Copy out only those lines running from the line with "Return one point for each instance of the metal bowl." to the end of the listing, keeping each one exactly as it is.

● **Data to use**
========================================
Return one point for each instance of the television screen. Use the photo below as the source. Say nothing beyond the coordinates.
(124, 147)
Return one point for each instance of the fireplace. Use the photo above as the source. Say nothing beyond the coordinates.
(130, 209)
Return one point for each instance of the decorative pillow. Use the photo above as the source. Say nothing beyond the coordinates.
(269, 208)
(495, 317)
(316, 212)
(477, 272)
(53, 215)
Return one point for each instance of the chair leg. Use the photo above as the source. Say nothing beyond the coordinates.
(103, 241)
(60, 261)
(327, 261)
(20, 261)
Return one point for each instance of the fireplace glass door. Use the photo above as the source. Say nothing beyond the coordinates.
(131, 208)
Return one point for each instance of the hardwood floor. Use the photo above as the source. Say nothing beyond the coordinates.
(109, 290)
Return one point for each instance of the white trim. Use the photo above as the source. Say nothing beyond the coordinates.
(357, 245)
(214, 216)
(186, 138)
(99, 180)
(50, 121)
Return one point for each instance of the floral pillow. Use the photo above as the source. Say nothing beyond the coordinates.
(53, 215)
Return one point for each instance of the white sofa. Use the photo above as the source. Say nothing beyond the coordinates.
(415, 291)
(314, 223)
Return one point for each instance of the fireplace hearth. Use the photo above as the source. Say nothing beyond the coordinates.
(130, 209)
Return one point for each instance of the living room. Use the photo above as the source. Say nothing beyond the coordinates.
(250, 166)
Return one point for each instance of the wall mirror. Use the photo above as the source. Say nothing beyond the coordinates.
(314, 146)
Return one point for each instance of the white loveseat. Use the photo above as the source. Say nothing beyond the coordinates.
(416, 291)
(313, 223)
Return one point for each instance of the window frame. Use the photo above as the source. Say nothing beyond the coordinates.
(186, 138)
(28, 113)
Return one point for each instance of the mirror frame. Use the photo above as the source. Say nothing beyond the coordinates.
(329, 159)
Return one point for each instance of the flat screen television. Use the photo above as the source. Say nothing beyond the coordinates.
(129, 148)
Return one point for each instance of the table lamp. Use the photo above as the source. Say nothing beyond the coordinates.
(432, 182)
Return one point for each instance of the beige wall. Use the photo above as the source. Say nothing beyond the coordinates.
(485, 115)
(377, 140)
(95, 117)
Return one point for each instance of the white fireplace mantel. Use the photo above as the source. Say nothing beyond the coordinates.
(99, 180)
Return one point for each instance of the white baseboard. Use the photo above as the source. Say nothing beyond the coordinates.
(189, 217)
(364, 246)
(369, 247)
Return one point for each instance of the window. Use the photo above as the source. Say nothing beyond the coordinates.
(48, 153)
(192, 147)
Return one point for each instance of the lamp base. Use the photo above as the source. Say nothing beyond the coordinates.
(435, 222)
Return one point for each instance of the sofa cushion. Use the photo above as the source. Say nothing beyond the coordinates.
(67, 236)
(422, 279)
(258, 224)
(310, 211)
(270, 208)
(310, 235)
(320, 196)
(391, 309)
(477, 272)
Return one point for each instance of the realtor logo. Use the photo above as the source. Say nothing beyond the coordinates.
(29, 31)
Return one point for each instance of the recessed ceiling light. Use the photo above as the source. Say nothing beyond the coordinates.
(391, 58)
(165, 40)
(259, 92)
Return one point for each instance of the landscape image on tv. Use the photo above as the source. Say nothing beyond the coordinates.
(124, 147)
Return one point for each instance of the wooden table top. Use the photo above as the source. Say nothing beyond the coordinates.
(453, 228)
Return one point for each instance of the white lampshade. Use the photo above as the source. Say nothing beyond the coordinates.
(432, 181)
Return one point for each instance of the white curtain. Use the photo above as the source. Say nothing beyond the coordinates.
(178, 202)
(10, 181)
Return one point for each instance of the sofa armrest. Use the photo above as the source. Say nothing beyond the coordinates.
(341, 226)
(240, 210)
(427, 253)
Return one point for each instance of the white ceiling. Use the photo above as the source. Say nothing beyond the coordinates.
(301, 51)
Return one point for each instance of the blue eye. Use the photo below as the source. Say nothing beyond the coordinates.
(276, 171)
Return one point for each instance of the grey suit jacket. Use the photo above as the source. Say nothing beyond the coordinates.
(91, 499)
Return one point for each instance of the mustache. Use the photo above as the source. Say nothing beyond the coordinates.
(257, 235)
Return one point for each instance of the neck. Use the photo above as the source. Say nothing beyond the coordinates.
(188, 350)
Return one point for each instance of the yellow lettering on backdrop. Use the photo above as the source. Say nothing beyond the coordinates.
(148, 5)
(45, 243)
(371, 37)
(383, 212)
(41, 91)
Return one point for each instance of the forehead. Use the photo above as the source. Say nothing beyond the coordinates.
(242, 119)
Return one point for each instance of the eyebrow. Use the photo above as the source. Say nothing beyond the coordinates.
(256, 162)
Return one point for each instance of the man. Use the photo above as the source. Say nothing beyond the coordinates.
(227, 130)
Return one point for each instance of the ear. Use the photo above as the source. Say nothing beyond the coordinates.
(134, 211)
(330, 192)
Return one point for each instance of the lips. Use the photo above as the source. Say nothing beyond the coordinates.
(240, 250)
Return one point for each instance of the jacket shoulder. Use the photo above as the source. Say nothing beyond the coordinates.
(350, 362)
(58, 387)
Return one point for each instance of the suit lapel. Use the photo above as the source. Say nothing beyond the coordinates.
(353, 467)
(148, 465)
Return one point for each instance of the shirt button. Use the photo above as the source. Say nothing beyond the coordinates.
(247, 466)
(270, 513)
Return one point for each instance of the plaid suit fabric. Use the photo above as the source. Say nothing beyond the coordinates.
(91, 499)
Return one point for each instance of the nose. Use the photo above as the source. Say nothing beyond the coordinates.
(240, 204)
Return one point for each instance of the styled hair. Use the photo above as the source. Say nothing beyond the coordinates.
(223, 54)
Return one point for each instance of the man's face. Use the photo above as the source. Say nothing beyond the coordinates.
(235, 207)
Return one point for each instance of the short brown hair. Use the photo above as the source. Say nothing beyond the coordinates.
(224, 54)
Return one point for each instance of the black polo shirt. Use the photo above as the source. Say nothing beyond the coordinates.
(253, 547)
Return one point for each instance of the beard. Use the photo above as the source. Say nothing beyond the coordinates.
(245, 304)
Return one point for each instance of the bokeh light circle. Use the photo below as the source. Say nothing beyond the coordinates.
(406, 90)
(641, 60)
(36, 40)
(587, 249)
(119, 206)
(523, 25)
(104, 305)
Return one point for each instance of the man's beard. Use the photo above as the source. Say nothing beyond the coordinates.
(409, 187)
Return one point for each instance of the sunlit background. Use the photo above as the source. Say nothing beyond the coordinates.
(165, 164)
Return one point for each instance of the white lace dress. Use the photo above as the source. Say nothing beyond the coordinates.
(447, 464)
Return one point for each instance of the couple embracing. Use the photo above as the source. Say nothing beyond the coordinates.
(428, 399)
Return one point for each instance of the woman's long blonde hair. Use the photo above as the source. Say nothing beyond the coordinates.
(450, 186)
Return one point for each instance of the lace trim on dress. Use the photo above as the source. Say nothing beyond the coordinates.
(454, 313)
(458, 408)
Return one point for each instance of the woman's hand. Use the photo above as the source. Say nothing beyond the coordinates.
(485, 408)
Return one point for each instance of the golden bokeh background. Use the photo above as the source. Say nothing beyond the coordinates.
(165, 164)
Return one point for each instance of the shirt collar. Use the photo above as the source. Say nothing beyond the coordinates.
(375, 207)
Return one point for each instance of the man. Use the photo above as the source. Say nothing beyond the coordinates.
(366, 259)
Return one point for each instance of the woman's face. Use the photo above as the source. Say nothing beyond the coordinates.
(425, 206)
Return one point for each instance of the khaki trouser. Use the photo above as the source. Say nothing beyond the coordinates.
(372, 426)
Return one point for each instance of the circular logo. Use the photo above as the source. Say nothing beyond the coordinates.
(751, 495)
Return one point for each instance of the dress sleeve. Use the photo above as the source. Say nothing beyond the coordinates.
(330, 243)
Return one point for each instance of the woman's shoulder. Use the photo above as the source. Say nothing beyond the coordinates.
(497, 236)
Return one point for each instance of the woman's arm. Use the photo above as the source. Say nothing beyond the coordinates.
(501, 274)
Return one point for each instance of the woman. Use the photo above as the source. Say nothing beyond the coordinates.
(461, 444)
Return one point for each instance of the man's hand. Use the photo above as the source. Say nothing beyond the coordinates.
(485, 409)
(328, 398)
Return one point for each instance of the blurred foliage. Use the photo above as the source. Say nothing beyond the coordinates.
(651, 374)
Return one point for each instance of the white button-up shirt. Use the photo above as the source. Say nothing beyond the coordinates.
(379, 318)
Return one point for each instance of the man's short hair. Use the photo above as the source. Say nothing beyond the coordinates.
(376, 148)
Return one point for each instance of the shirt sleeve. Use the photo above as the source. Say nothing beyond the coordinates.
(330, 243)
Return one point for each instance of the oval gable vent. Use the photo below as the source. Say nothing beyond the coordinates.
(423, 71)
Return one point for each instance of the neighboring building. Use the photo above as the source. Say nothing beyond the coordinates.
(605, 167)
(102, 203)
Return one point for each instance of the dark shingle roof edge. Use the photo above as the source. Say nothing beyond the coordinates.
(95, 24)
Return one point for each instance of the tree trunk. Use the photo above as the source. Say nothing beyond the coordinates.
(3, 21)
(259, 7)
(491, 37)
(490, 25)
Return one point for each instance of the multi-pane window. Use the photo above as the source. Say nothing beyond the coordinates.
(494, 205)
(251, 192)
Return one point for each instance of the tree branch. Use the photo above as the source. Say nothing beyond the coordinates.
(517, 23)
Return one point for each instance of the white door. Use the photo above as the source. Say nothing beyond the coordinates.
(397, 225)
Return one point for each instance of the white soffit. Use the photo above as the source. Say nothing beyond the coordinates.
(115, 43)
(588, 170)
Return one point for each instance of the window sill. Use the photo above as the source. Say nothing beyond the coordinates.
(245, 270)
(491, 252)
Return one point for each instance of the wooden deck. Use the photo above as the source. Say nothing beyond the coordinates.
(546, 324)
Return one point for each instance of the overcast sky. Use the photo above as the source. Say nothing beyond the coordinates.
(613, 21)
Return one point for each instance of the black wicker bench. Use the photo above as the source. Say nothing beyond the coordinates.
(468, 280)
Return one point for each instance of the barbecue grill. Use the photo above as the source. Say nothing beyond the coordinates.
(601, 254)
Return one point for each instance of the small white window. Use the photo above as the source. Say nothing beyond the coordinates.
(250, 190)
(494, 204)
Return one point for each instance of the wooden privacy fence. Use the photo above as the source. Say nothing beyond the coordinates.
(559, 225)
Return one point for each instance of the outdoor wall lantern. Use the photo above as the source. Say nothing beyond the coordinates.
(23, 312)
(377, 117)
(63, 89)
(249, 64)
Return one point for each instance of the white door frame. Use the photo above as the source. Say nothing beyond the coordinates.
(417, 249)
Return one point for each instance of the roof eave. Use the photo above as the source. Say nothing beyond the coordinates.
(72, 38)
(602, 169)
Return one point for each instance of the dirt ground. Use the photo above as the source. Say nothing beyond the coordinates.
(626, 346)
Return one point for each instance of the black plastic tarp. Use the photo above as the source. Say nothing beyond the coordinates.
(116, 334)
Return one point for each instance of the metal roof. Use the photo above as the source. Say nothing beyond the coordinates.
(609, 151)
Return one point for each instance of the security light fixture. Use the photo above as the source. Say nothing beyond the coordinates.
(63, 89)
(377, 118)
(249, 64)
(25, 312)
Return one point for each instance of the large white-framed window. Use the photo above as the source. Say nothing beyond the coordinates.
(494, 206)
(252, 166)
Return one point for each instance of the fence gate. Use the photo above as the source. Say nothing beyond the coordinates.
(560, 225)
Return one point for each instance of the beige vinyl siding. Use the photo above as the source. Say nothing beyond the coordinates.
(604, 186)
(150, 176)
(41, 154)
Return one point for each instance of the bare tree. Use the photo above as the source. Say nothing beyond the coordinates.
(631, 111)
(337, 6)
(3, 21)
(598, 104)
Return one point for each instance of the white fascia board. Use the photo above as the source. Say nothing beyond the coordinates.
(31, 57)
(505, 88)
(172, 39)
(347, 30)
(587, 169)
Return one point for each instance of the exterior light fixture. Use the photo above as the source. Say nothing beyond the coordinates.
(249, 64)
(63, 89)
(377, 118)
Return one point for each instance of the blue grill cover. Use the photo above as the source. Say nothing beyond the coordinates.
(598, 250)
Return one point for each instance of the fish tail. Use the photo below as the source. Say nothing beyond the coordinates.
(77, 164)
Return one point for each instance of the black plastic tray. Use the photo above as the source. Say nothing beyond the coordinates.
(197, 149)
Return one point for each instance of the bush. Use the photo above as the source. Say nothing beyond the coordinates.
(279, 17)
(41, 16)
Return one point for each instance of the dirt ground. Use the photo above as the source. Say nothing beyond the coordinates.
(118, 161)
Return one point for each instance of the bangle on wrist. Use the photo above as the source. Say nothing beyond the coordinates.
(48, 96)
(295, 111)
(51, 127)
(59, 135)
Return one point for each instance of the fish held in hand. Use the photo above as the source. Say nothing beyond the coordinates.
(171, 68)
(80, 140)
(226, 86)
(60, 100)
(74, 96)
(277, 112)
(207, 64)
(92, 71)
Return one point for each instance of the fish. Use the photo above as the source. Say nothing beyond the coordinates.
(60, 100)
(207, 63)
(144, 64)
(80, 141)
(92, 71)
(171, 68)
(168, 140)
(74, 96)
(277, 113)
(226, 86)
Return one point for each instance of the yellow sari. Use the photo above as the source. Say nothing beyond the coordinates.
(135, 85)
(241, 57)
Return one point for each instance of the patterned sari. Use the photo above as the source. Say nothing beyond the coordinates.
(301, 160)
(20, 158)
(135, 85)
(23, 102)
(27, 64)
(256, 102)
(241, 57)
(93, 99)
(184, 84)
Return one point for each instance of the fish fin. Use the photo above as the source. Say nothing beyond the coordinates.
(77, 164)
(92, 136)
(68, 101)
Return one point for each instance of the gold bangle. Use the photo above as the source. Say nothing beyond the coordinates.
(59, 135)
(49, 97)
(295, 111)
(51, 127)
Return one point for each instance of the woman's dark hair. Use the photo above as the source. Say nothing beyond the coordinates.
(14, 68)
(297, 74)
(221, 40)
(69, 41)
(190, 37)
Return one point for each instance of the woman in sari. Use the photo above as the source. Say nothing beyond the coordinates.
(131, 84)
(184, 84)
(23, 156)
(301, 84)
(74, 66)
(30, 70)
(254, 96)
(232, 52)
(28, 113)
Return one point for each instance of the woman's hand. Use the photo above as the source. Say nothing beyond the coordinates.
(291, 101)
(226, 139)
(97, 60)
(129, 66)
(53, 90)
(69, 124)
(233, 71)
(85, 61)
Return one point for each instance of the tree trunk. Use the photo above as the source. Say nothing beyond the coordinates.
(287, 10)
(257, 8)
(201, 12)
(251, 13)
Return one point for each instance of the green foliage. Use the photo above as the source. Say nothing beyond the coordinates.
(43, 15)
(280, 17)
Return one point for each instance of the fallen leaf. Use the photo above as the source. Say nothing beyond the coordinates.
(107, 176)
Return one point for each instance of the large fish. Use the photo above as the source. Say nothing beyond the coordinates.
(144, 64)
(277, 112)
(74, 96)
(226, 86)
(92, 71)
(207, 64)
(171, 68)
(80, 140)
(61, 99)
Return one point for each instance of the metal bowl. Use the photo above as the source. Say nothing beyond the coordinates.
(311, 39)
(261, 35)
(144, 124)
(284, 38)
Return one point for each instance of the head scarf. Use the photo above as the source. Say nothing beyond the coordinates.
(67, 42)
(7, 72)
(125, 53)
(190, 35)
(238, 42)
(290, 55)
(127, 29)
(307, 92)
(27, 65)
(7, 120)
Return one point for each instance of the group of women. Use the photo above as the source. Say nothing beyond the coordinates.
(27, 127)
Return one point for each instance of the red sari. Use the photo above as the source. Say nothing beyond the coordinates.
========================================
● **Solution for this exercise**
Return one point for each instance of the metal bowl. Use the photo above as the source. Say nothing beyond the coordinates.
(311, 39)
(261, 35)
(144, 124)
(284, 38)
Return one point for each instance of the head scarf. Use the photo above as the source. Say nothing beyond the coordinates.
(67, 42)
(7, 72)
(125, 53)
(190, 35)
(238, 42)
(290, 55)
(127, 29)
(307, 92)
(27, 65)
(7, 120)
Return one point for each instance of the group of women. Use the photo above as the source. Say nothing beyond the coordinates.
(27, 127)
Return one point for each instance of the red sari. Use the photo above as the source. Say nothing beyond the coordinates.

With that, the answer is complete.